[start]

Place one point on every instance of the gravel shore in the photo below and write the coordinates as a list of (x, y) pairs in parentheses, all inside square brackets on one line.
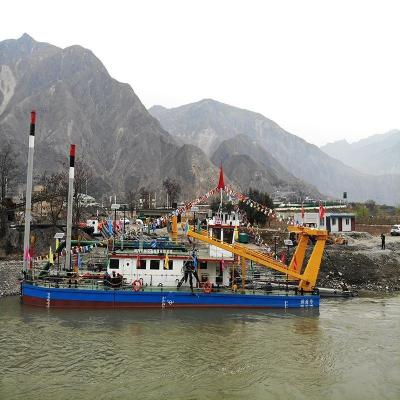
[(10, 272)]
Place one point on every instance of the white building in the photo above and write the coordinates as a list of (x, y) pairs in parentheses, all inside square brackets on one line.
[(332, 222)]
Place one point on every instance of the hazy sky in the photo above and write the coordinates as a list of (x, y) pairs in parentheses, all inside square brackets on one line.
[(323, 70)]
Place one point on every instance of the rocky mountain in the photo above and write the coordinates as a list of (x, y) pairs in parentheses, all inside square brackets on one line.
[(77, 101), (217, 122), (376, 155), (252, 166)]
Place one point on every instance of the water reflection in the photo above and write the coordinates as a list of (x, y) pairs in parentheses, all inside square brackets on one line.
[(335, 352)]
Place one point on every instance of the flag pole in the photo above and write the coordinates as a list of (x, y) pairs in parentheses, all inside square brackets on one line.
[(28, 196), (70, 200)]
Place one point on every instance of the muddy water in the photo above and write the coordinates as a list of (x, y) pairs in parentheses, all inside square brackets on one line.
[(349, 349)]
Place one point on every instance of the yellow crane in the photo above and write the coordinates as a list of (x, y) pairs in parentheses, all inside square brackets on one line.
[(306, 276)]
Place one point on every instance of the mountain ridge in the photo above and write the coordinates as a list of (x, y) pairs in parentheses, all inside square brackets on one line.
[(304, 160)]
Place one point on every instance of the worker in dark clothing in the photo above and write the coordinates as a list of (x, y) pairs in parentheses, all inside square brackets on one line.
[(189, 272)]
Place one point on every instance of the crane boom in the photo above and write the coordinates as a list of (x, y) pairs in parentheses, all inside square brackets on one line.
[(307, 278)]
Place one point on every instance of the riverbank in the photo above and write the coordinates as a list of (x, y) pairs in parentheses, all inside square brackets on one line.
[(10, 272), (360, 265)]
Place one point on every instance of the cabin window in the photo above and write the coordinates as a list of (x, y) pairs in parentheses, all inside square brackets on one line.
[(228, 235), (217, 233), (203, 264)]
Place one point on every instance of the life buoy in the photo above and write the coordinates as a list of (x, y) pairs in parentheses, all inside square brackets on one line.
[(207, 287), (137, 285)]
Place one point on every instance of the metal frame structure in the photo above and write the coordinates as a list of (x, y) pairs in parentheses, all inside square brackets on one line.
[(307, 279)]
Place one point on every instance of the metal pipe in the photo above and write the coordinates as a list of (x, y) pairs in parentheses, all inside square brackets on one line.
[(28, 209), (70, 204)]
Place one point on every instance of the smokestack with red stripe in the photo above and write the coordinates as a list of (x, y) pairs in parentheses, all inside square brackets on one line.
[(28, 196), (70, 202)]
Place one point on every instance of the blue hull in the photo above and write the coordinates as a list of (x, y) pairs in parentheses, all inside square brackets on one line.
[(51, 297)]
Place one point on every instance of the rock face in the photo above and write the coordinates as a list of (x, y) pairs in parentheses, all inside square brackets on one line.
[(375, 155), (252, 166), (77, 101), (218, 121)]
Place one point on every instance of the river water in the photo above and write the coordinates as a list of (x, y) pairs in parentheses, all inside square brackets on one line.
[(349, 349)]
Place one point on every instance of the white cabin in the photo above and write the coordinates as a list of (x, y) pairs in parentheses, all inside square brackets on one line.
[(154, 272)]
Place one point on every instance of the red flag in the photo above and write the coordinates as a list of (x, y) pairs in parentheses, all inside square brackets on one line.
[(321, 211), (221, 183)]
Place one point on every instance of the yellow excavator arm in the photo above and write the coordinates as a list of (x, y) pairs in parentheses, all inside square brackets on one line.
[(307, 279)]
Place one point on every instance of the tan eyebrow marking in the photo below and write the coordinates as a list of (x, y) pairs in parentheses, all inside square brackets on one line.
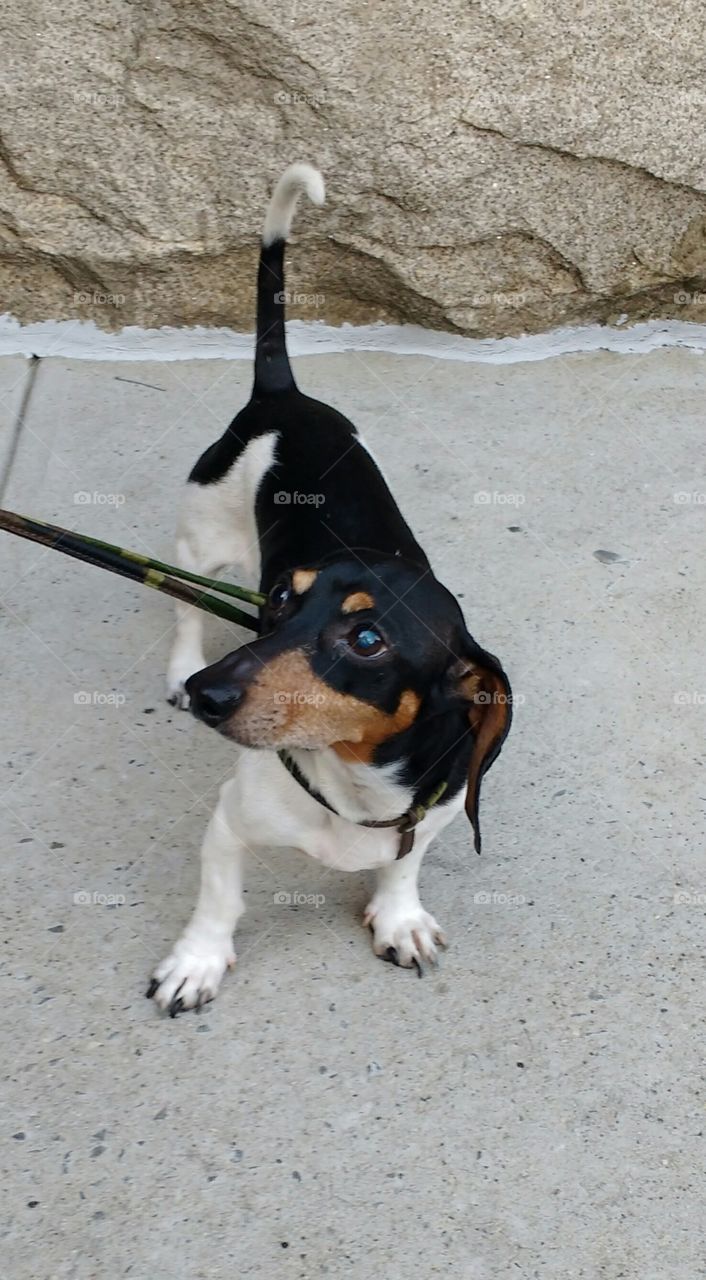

[end]

_Prompt_:
Update all the lines above by changing "photo" to "image" everywhere it appears and leaving everything else as it is. Leave the pictures out of your answer.

_Output for this exercise_:
Place one point on every instance of the gravel shore in the image below and write the coordinates as a list of (x, y) pairs in parentheses, all inside square brackets on one line.
[(10, 272)]
Place one point on every instance of the white building in the image above and write the coordinates as a list of (x, y) pairs in parentheses, all inside square brackets on one line.
[(332, 222)]
Place one point on every instance of the hazy sky in the image above and write the coordinates as a list of (x, y) pairs in parentheses, all inside square brackets on one line.
[(323, 70)]
Place one point on every instance of the rocky mountain in the image above and write the coordinates as a list of (x, y) pairs in parentheses, all inside square brackets on one line.
[(77, 101), (217, 122), (376, 155), (252, 166)]
Place one point on every instance of the water reflection in the image above and write the coordinates as a list of (x, y) pairs in parentheses, all inside square brackets on one line.
[(335, 352)]
Place one point on every instance of the flag pole in the image above and write the coordinates as a list of (x, y) pairs in parentheses, all inside square brackets on one line.
[(28, 196), (70, 200)]
Place one point on every instance of the muddy water in the image above and write the coordinates as a list of (x, y) pairs in parentheses, all inside square brackets on one line.
[(349, 349)]
Place one point on every instance of the yellow crane in the image above and write the coordinates as a list of (x, y) pairs in parentheses, all inside square brackets on one line.
[(306, 276)]
Place one point on every instance of the mountain ridge in the image above and write the coordinates as a list of (x, y) pairs in parentheses, all inside square brackets on one line.
[(304, 160)]
Place one point on every instance of the worker in dark clothing in the image above and write the coordinates as a list of (x, y) pairs in parentheses, all inside square brackets on one line.
[(189, 272)]
Place one point on every instance of the crane boom in the image above and write the coordinates as a list of (x, y) pairs in parentheses, all inside square brackets on one line.
[(307, 278)]
Place one point on every instance of the riverbank in the image above and write the coordinates as a list of (x, y) pairs in parentheses, all inside square brackets on one line.
[(10, 272), (360, 265)]
Place one point on every instance of the cabin window in the image above and write the coordinates as a list of (x, y) pairs in parentheses, all inside square brackets on one line.
[(228, 235), (217, 233), (203, 264)]
Place one point on every instance of the life buoy in the image above and write the coordinates as a list of (x, y) pairs in parentheses, all inside square brackets on one line.
[(207, 287), (137, 285)]
Place one point on every instance of the metal frame structure in the image above and write the coordinates as a list of (x, y) pairs in parentheses, all inside square brackets on one line.
[(307, 279)]
Place one point on every instance of the metal pipe in the image above and write the coordinates as a list of (x, y) pairs in parentheses, all inside square brackets on one line.
[(28, 209), (70, 204)]
Place one point on every instance of the smokestack with red stripe in the image above and write the coordinates as a list of (x, y) pairs in parentheses, all inside square brackets on one line.
[(28, 196), (70, 202)]
Place one point on every instance of the blue hull in the image above and write the coordinates as a list of (x, y) pairs in parentheses, all inside square brackets on one line.
[(51, 297)]
Place one point on every instance of the rock face in the image above and write the coordinates as a list of (x, y) pairs in parentheses, all inside square brackets on one line.
[(375, 155), (252, 166), (77, 101), (218, 121)]
Place one point on every instance of the river water in the image above and write the coordinates as a list of (x, y) pairs in parentheses, all inside square brackets on one line.
[(349, 349)]
Place one point on every instance of the white cabin in the image above and write the coordinates as a list of (x, y) pairs in parentheses, all inside square brackets on one line.
[(154, 272)]
Place one point on every instance of the red flag in the image above and write the coordinates as a list of (x, y) pairs in parentheses, all inside square brackets on one line.
[(321, 211), (221, 183)]
Place one point on every instance of the yellow excavator arm in the image above and write the coordinates as a list of (x, y) pairs in parentheses, all inside square brackets on one line.
[(307, 279)]
Place one point on every instance of the tan eyebrow marking in the image below and write the coordinates as a list of (x, y) pairs in parentheses, all inside square brackets on one line.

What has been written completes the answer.